### WHAT THE TASK ASKS
Gather every line in the entries below that contains the word "hillside" and copy each one out.

[Saved data entries]
:::::

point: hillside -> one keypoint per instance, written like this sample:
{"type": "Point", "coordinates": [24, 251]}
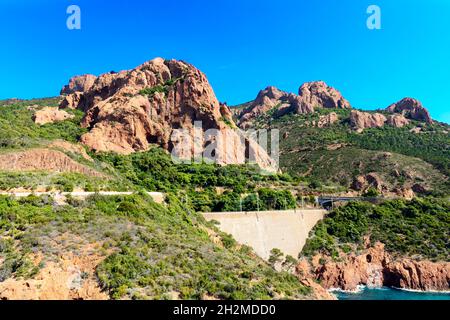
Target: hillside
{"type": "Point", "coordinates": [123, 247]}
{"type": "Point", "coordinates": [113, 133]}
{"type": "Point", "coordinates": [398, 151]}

:::::

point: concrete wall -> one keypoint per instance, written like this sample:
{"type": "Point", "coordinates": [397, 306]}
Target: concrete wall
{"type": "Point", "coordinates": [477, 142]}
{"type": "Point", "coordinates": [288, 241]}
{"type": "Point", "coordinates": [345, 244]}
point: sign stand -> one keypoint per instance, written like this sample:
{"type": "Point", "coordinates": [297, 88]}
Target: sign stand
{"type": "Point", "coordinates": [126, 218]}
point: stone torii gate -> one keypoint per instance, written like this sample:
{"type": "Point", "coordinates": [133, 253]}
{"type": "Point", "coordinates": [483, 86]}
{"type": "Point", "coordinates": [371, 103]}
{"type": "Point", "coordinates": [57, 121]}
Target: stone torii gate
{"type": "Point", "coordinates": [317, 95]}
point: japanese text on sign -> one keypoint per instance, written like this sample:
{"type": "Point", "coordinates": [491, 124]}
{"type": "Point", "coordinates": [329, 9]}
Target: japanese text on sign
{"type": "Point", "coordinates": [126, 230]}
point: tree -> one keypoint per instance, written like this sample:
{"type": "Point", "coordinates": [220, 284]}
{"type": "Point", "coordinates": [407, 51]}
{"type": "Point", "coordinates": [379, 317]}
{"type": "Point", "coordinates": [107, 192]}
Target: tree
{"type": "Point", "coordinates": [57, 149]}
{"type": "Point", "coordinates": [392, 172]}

:::::

### ANSWER TO THIS TASK
point: hillside -> one keypoint per instance, written like this sample:
Target: hillside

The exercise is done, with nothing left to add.